Pointing rows for named objects

-- Begin --

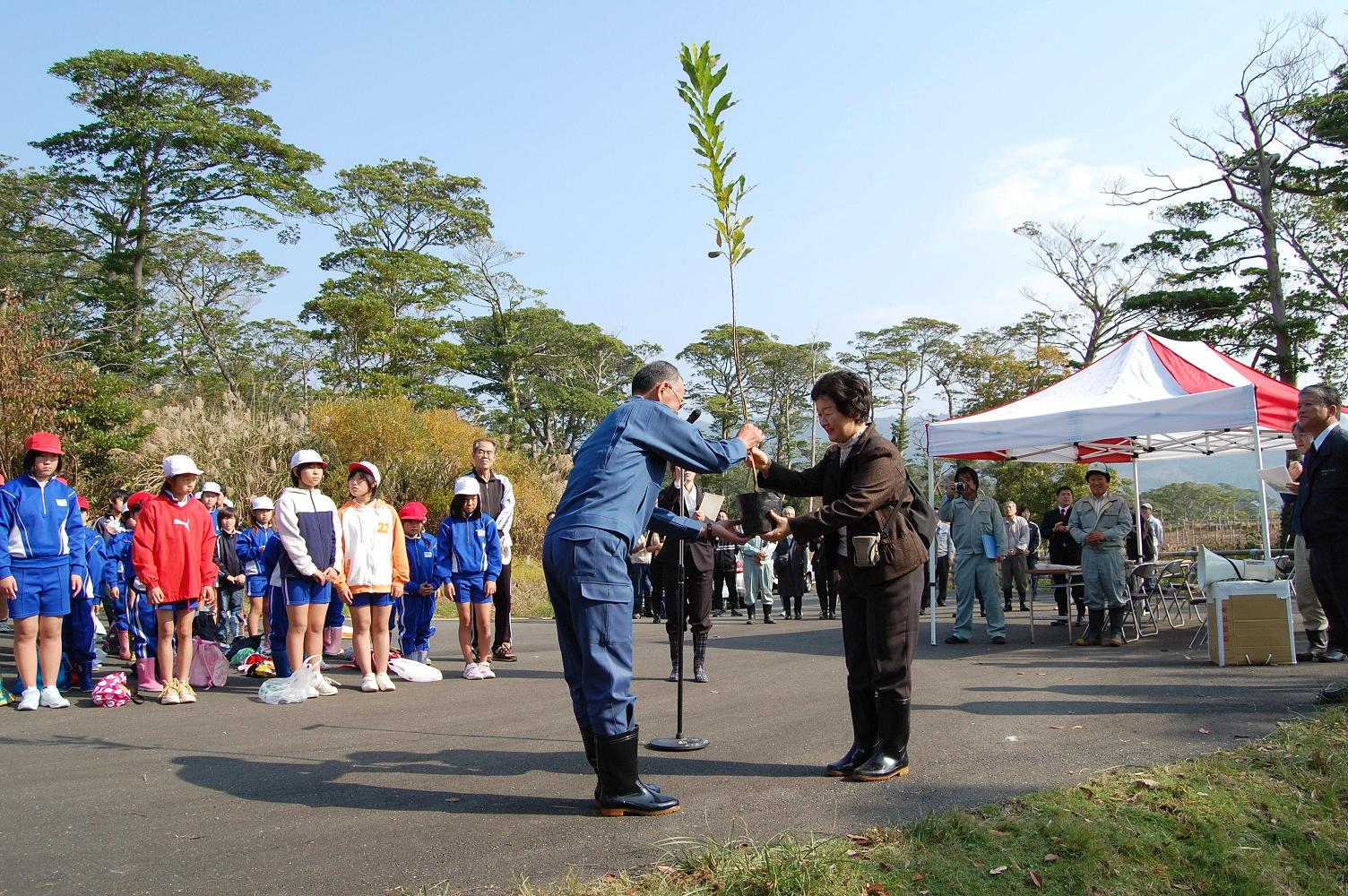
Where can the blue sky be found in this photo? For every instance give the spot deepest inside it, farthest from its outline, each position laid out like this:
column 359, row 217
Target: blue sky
column 894, row 146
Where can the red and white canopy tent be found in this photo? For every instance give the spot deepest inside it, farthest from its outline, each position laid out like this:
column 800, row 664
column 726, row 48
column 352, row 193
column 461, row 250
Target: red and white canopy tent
column 1149, row 399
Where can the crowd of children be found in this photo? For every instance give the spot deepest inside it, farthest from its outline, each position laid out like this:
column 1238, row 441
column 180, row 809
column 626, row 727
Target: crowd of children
column 158, row 559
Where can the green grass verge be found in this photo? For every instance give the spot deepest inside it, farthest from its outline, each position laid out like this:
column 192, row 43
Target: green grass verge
column 1266, row 818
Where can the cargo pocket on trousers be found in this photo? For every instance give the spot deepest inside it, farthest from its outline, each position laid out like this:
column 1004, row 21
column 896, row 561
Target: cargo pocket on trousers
column 609, row 612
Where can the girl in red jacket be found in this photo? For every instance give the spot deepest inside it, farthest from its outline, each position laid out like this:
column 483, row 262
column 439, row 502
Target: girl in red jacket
column 174, row 550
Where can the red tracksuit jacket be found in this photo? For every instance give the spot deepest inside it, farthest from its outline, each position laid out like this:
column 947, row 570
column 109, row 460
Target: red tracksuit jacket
column 174, row 547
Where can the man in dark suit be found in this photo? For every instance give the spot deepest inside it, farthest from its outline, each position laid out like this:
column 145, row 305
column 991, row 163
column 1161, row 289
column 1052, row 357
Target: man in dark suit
column 1320, row 513
column 1064, row 551
column 684, row 497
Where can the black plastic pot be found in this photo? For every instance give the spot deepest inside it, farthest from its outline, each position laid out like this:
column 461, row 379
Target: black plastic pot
column 754, row 511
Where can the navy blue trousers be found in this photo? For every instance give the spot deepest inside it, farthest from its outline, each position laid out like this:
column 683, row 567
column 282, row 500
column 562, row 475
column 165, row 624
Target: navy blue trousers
column 592, row 599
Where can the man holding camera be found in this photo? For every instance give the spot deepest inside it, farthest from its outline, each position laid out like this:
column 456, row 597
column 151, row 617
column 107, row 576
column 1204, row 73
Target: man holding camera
column 973, row 516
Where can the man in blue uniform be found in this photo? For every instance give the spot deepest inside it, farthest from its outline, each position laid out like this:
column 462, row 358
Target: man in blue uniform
column 609, row 503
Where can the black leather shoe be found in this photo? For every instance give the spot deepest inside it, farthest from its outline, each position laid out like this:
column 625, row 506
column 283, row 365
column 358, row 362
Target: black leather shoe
column 592, row 757
column 891, row 754
column 620, row 789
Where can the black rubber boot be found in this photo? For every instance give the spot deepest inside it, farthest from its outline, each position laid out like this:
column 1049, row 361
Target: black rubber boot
column 592, row 757
column 674, row 659
column 864, row 735
column 891, row 754
column 1117, row 638
column 620, row 791
column 1316, row 644
column 1092, row 636
column 700, row 658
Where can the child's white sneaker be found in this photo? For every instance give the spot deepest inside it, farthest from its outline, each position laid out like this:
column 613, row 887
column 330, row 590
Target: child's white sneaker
column 51, row 697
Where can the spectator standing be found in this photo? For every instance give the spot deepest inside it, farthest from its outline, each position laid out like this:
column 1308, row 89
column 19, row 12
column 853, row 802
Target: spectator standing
column 42, row 566
column 1318, row 513
column 1064, row 551
column 789, row 567
column 1014, row 569
column 1101, row 523
column 973, row 516
column 497, row 502
column 233, row 578
column 1308, row 602
column 639, row 570
column 724, row 590
column 1032, row 556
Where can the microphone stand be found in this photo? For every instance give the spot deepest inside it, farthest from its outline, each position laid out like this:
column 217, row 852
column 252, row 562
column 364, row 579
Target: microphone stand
column 679, row 743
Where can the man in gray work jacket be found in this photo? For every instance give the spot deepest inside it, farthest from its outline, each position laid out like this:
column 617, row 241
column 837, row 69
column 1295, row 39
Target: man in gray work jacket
column 1101, row 523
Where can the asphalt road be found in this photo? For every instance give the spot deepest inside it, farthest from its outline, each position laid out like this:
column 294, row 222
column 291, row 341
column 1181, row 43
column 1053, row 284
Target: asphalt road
column 483, row 783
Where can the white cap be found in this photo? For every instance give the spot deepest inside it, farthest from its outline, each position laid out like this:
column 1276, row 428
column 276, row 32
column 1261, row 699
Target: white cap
column 307, row 456
column 369, row 468
column 179, row 464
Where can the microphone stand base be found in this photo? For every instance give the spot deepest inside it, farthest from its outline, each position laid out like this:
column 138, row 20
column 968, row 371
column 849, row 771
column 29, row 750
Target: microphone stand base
column 677, row 744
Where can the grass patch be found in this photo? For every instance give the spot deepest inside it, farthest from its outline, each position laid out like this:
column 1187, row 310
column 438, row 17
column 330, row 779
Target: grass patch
column 1260, row 820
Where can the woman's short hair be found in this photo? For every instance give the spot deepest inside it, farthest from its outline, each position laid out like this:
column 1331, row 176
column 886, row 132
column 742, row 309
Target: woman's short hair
column 850, row 393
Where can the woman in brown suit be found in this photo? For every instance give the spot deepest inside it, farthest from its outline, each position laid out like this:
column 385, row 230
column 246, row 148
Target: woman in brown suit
column 864, row 487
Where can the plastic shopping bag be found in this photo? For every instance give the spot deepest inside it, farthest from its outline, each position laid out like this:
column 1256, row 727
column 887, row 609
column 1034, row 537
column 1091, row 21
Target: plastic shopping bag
column 293, row 689
column 414, row 671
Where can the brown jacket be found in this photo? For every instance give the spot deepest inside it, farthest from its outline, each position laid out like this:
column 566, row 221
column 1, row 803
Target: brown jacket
column 860, row 495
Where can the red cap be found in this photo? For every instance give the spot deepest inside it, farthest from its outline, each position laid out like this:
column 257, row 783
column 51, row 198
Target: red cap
column 45, row 442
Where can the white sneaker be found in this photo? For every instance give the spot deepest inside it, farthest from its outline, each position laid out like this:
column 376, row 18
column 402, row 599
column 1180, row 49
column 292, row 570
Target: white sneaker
column 51, row 697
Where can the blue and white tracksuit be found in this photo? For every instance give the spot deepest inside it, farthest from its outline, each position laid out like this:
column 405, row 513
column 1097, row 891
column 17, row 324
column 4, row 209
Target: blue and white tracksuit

-- End --

WORK REQUIRED — Change every "this photo" to "this image" in all the rows above and keep everything else the same. Leave the pictures out of your answer.

REPLY TO THE TASK —
Where can the blue sky be found in this image? For every instance give the spot deepest inside it, farthest from its outline, each position laid out like this:
column 359, row 217
Target: blue sky
column 894, row 146
Where can the red and white canopy tent be found in this image? For every instance give the spot deepest inside it, farthest from its outline, each position laid out like this:
column 800, row 664
column 726, row 48
column 352, row 193
column 461, row 250
Target: red and white canopy tent
column 1149, row 399
Where can the crowd of children be found in this image? For every instance give the spot deepest inside it, farthest from its outline, each position laid out like this:
column 1238, row 441
column 180, row 809
column 626, row 727
Target: crowd of children
column 158, row 559
Where can the green grass verge be found in this image? For every instance give the spot deepest inside it, farthest from its outline, each position laid out like this:
column 192, row 43
Target: green grass verge
column 1266, row 818
Where can the cargo pocket on trousers be found in this image? For every instance give the spot deepest inside it, farthest from its outline, each position laid out like this:
column 1004, row 21
column 896, row 561
Target: cargo pocket on trousers
column 609, row 612
Where can the girl in red jacket be found in this image? For every instance give the spot deepest inside it, farthest from its outline, each position laid out like this:
column 483, row 262
column 439, row 502
Target: girl in red jacket
column 174, row 550
Where can the red tracksuit jacket be found in this image? For every instance give the spot deepest inside it, farthest from its outline, each position laid out like this:
column 947, row 570
column 109, row 460
Target: red tracksuit jacket
column 174, row 547
Where can the man in dark suit be found in this image? For every instance give the spot deepest inside it, farthest from its outline, each position laid out like this:
column 145, row 305
column 991, row 163
column 1161, row 289
column 1052, row 357
Target: man in dark suit
column 1320, row 513
column 1064, row 551
column 684, row 497
Where can the black plastic pot be found in this image? For every instance give the spot deepest inside it, farthest from its outline, each position laid out like this:
column 461, row 379
Target: black plastic pot
column 754, row 511
Where can the navy blue trousers be found in this image? For every instance give the spot deepest inside it, farthest from its outline, each position laid out like this:
column 683, row 567
column 282, row 500
column 562, row 475
column 165, row 624
Target: navy blue trousers
column 592, row 599
Where can the man holding camera be found in this image? For every instance give the spot deepest inside it, farthest from its outline, each position laid out like this:
column 456, row 597
column 151, row 617
column 107, row 576
column 1204, row 73
Target: man holding camera
column 973, row 516
Where can the man in blue uniform be found in this image? For every instance give the spot deepest inside it, farthest from its outline, each position laid out like this:
column 462, row 358
Target: man in blue uniform
column 609, row 503
Where can the black leather shoe be found in this image? For every instance give the spot deepest inside it, farthest from its outline, each position laid out like this:
column 625, row 506
column 283, row 365
column 358, row 362
Target: black leather shoe
column 592, row 757
column 891, row 754
column 620, row 789
Where can the black rubber boot be found in this image? For every instance give the spot deepest inside it, farthest from its outline, each position laid out like this:
column 1049, row 361
Target: black rubber boot
column 592, row 757
column 674, row 659
column 864, row 735
column 891, row 754
column 1117, row 638
column 620, row 791
column 1316, row 644
column 1092, row 636
column 700, row 658
Where can the child's white sneaker be found in this image? For every instance give the spot deepest inside it, farthest from its outline, each position laid out like this:
column 613, row 887
column 330, row 590
Target: child's white sneaker
column 51, row 697
Where can the spectator standing be found in this image? For every instance give the spot deepest inside it, farthest from its outline, each position laid out like this:
column 1308, row 89
column 19, row 12
column 853, row 802
Target: spectator standing
column 42, row 566
column 1318, row 513
column 1064, row 551
column 789, row 567
column 1014, row 569
column 1101, row 523
column 973, row 516
column 497, row 502
column 233, row 578
column 1308, row 602
column 639, row 570
column 724, row 590
column 1032, row 556
Where can the microphone stand be found in this image? For every instance give the spot deepest inside it, farthest from its outline, each position laid out like this:
column 217, row 852
column 252, row 562
column 364, row 579
Target: microphone stand
column 679, row 743
Where can the man in gray work jacket be found in this image? For every instance give the spot deepest inside it, farthest from its outline, each position laid out like this:
column 617, row 241
column 837, row 69
column 1295, row 39
Target: man in gray work jacket
column 1101, row 523
Where can the asphalt road be found in this image? For every instance give the spot deepest inside it, farthest from its outline, each position laid out like this:
column 294, row 222
column 291, row 341
column 1181, row 43
column 1053, row 284
Target: asphalt road
column 483, row 783
Where can the white cap be found in this image? For every instance give the spot deepest inside it, farthest from its outline, each position laid out like this:
column 1276, row 428
column 276, row 32
column 1261, row 699
Target: white cap
column 307, row 456
column 369, row 468
column 179, row 464
Where can the microphone stand base be found in this image? For every instance give the spot deepest inside it, farthest from its outline, each position laid out like this:
column 138, row 20
column 968, row 371
column 849, row 771
column 29, row 750
Target: microphone stand base
column 677, row 744
Where can the grass patch be found in this image? For every instance give the spot deepest inside it, farthest from its outline, each position laid out like this:
column 1187, row 310
column 438, row 17
column 330, row 779
Target: grass patch
column 1260, row 820
Where can the woman's short hair be found in this image? For every instance give the spot deepest inside it, farthest from its outline, each position laid out like this:
column 1331, row 176
column 886, row 132
column 742, row 309
Target: woman's short hair
column 850, row 393
Where can the woman in brown suit be found in this image? For every instance give the spot deepest inside it, farthest from its outline, each position laid out like this:
column 385, row 230
column 246, row 148
Target: woman in brown suit
column 864, row 487
Where can the plastic shopping bag be found in this image? For every instance give the spot deepest inside it, farthest from its outline, each position laid out like this:
column 1256, row 727
column 887, row 609
column 1034, row 537
column 1091, row 21
Target: plastic shopping bag
column 293, row 689
column 414, row 671
Where can the brown jacket be found in this image? For every instance give the spot deepest inside it, farthest from its outline, each position laid out like this:
column 566, row 221
column 1, row 803
Target: brown jacket
column 860, row 495
Where can the red cap be found in this image? For every instance give the spot deepest inside it, farthest from its outline, each position laid out like this:
column 257, row 783
column 51, row 198
Target: red cap
column 45, row 442
Where can the white sneaker be found in this image? For every instance give the spot deepest inside it, farthest from its outline, each position laid out like this:
column 376, row 18
column 402, row 599
column 1180, row 49
column 292, row 570
Target: white sneaker
column 51, row 697
Where can the blue and white tracksuit be found in this image? For every instance give the spot deepest inside it, farthest from its outline, each position laid out like this:
column 405, row 513
column 1097, row 891
column 17, row 324
column 4, row 209
Target: blue and white tracksuit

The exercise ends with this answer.